• **EXERCISE AIM**: Word for word, transcribe the records that follow.

(Source records)
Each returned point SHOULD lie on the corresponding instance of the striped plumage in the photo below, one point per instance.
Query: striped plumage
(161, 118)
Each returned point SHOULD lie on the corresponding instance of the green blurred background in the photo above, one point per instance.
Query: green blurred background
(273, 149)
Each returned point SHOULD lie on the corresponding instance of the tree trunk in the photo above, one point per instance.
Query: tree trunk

• **RESPONSE**:
Each returned point SHOULD lie on the corresponding instance of the striped plumage in the photo below, one point per instance.
Query: striped plumage
(161, 118)
Each returned point SHOULD lie on the corresponding instance of the green blurred background in the photo above, one point per instance.
Query: green blurred background
(273, 149)
Each returned point SHOULD lie on the corresponding instance of the tree trunk in the photo above, one point per instance.
Query: tree trunk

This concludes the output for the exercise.